#### Directive
Please transcribe all of the records below verbatim, omitting the pictures.

-- Begin Material supplied --

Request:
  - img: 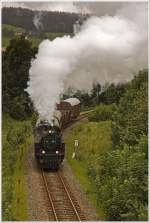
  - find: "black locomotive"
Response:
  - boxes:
[34,98,80,169]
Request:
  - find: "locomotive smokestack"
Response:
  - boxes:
[27,3,148,121]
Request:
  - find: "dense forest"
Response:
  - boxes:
[2,7,85,34]
[2,36,148,221]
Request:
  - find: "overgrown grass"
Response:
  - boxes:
[66,121,112,220]
[2,116,32,221]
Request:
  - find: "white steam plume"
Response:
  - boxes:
[27,4,147,120]
[33,12,43,30]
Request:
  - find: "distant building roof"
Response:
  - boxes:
[64,98,80,106]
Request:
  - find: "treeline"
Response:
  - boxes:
[88,70,148,221]
[2,7,82,33]
[62,83,127,109]
[2,37,37,120]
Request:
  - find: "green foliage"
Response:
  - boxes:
[112,71,148,146]
[2,24,25,38]
[2,115,32,221]
[66,70,148,221]
[88,104,116,122]
[90,146,148,221]
[2,38,37,120]
[65,121,112,220]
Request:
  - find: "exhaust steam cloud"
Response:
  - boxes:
[26,3,148,121]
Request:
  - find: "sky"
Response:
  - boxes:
[3,1,143,16]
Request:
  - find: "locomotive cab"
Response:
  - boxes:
[35,118,65,169]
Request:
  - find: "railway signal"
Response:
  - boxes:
[72,139,79,159]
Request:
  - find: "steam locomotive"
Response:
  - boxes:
[34,98,81,170]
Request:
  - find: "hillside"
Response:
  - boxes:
[2,7,81,33]
[2,24,73,47]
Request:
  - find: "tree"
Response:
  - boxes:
[2,37,37,119]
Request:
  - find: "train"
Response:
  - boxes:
[34,98,81,170]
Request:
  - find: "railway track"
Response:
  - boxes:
[42,171,86,221]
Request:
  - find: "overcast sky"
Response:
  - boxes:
[2,1,146,16]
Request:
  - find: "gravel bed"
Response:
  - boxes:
[25,146,49,221]
[25,117,98,221]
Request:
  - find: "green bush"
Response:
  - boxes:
[89,104,116,122]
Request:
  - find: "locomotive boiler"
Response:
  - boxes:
[34,98,80,169]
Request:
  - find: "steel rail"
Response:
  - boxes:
[42,171,58,221]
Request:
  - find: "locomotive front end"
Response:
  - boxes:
[34,112,65,169]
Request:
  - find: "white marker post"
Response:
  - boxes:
[72,139,79,159]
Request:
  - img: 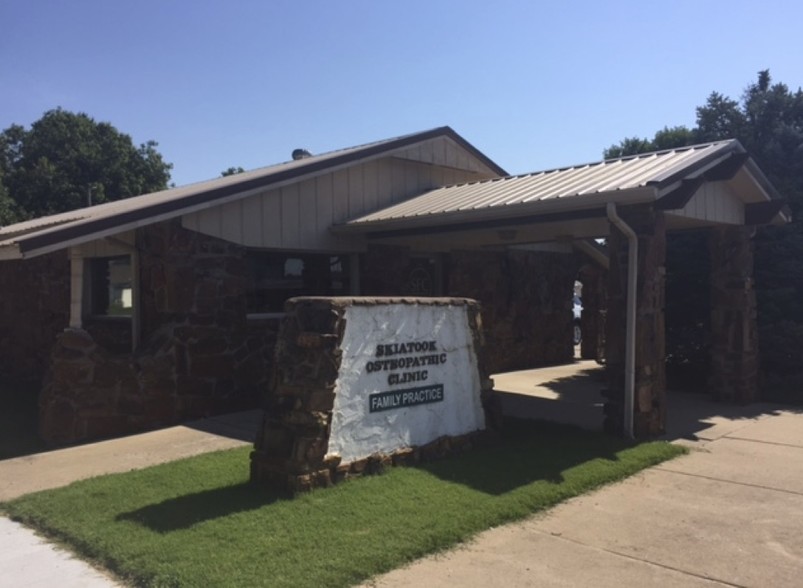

-- End Material supplied --

#### Expected answer
Request:
  - img: 
  - find: "black locomotive"
Response:
  - boxes:
[34,98,80,169]
Request:
  - find: "locomotive smokestack"
Response:
  - boxes:
[27,3,148,121]
Request:
  - find: "dense forest"
Response:
  - boxes:
[2,7,85,34]
[2,36,148,221]
Request:
  - find: "overgrown grass"
Response:
  - boxes:
[66,121,112,220]
[2,116,32,221]
Request:
  - find: "white steam plume"
Response:
  - boxes:
[27,4,147,120]
[33,12,43,30]
Request:
  - find: "distant building roof"
Response:
  - boxes:
[64,98,80,106]
Request:
  - find: "treeline"
Response:
  - boxes:
[88,70,148,221]
[2,7,82,33]
[62,83,127,109]
[2,37,37,120]
Request:
  - find: "green foliage"
Response:
  - boxes:
[112,71,148,146]
[2,24,25,38]
[2,115,32,221]
[66,70,148,221]
[88,104,116,122]
[90,146,148,221]
[2,38,37,120]
[65,121,112,220]
Request:
  - find: "exhaust steam cloud"
Response:
  - boxes:
[26,3,148,121]
Request:
  - find: "sky"
Response:
  - boxes:
[3,1,143,16]
Request:
  - find: "locomotive cab"
Response:
  - boxes:
[35,118,65,169]
Request:
  - find: "railway signal"
Response:
  - boxes:
[72,139,79,159]
Request:
  - find: "steam locomotive"
Response:
  - boxes:
[34,98,81,170]
Request:
  - find: "hillside"
Response:
  - boxes:
[2,7,81,33]
[2,24,73,47]
Request:
  - find: "tree"
Response:
  - boxes:
[2,37,37,119]
Request:
  - find: "train"
Response:
  - boxes:
[34,98,81,170]
Request:
  - find: "railway track"
Response:
  - boxes:
[42,171,86,221]
Request:
  - find: "overcast sky"
Response:
  - boxes:
[2,1,146,16]
Request:
  - find: "gravel bed"
Response:
  - boxes:
[25,146,49,221]
[25,117,98,221]
Request:
  - find: "green bush"
Response:
  - boxes:
[89,104,116,122]
Request:
  - find: "locomotive boiler"
Response:
  - boxes:
[34,98,80,169]
Request:
  - find: "steel rail"
Response:
  - boxes:
[42,171,58,221]
Request:
  - find: "locomotive front end"
Response:
  - boxes:
[34,112,65,169]
Request:
  - find: "white marker post"
Response:
  - boxes:
[72,139,79,159]
Request:
  - img: 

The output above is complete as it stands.